WHAT TO DO:
- 1) In the discussion of children's extracurricular activities, for how many years did one commenter coach rec league basketball and soccer?
- 2) Write the next part of the discussion of children's extracurricular activities, picking up after its last comment.

PASSAGE SHOWN:
Exactly that. Good life skills. And guess what. They still play casual and have a blast are fit healthy and pretty mentally strong. (Proud dad eeking out).
We have life long friends whos kids went more music or arts but with the same kind of attitude. Guess what. They are happy too. To us it was just helping them find stuff they liked doing.
The biggest rule was if you start a season you finish it. (There were exceptions for sure) it wasnt all roses but they learned from that too
Does all of this stem from parents worrying about their children being set up for their future? Or trying to develop well-rounded people? Or trying to socialise their children?
I'm mid-forties in Australia. In my early twenties, it was pretty viable to save a deposit in a year or so, get a loan and buy a house. Now, you'd want 5-10x the deposit and I doubt early-twenties types here would have a chance of buying a house now. Maybe if they were a couple, both in very good jobs, saving aggressively, and even then they'd have a fat mortgage. It will be harder again in 15-20 years when my children would be doing this.
I figure extra-curricular activities for kids that involve loads of travel are a risky burden on a family. I'd rather travel and camp where I want to go, not just where the sports tournament happens to be, or give up every weeknight shuttling children. One of our kids has done dance because the lessons are 3 mins walk away. Or two have done tennis because their lessons are together and the third kid can play at the adjacent playground. Or music lessons during school time or immediately after. Not sure if it's parental laziness or reasonable!
I think parents use “preparing them for the future” as an excuse tbh. Part of it is they are trying to relive their childhood through the kids (seen this ALOT). I coached rec league basketball and soccer for 20 years and it was very prevalent.
It was funny/sad as every once in a while i would have the kids bring a book or a boardgame to practice and parents would loose their shit. Kids loved it but a lot of i was hampering their childs development type talk. Give me a break. Its rec league. Made for learning the game and having a blast doing it
It’s so weird that so many people ruin the happiness in their lives trying to compete for a spot at an elite university so they can get in the fast lane to making money for a corporation as a VP or something. And for what? So they can have a bigger house or “better” vacations?

Stored dataset rows:
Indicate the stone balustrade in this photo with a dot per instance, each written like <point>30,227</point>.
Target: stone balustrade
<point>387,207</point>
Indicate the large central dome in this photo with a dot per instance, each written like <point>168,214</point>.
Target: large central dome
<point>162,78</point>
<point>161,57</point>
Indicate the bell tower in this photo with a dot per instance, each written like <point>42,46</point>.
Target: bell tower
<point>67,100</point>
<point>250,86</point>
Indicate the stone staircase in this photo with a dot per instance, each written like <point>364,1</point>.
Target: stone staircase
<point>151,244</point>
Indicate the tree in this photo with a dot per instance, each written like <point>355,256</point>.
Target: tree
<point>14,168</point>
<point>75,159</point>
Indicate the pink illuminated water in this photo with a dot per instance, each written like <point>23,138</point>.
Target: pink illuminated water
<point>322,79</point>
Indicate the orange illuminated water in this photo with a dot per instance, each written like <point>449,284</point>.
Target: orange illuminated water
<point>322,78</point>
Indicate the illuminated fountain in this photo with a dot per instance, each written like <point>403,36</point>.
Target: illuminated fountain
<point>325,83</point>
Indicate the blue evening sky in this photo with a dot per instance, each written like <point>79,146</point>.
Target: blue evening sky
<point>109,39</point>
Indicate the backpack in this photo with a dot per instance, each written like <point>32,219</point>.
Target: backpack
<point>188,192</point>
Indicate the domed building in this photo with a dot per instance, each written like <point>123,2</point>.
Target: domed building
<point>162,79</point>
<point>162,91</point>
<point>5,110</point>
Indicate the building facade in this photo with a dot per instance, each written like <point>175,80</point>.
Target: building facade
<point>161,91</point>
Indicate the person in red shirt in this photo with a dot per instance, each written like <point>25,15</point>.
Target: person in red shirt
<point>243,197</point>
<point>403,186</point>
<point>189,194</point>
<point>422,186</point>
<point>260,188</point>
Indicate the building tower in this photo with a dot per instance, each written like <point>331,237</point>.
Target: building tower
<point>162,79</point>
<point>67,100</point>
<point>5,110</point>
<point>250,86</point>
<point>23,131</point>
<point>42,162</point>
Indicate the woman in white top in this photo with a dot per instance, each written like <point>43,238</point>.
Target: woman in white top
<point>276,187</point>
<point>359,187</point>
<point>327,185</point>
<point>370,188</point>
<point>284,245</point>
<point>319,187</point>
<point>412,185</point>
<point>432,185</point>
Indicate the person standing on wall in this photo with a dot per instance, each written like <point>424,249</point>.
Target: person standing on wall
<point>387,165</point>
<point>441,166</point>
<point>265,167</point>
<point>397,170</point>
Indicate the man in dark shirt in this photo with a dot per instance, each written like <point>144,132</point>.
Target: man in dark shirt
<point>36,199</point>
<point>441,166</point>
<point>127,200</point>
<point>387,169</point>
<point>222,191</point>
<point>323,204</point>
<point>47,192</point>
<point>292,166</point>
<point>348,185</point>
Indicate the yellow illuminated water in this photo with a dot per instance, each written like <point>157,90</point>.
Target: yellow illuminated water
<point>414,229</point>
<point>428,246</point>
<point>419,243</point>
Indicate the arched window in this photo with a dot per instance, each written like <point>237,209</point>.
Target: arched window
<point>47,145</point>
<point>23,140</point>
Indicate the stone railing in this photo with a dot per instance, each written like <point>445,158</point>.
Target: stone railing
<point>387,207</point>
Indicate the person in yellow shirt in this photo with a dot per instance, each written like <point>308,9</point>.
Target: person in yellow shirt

ANSWERS TO THIS EXERCISE:
- 1) 20 years.

- 2)
Why don’t we push kids to find happiness in whatever they do and that living in a bungalow in a working class area and driving used cars doesn’t really matter.
Its all superficial competition. As a society we have made it so if you dont make x dollars youre a failure. I do think the pandemic opened a lot of eyes to change though.
Also the push for college or youre a failure and will never get a job has been supremely harmful to kids via debt and a myriad other issues.
Our HS had a suicide wave. Many attepts (my daughter being one) and quite a few of those attempts were successful later. Thankfully my child responded well to therapy.
This was in a high competitive HS IN NORTHERN VA.
My thoughts on factors:
Crazy parents pushing kids to try and get in TJ who had no business there. (We did not)
Peer pressure to over perform at everything (If you did t have a 4.5 gpa you were stupid)
And the big bad social media really started going for teens then. And it was brutal
Over scheduling for activities. We played travel soccer. Super competitive. We had girls that played travel basketbal,soccer and softball. One of those is almost year round. Three? Your never home
We balanced it all with camping. It helped so much. One weekend a month minimum. No excuses.
Rambled a bit but from about 2011 on kids have been fucked.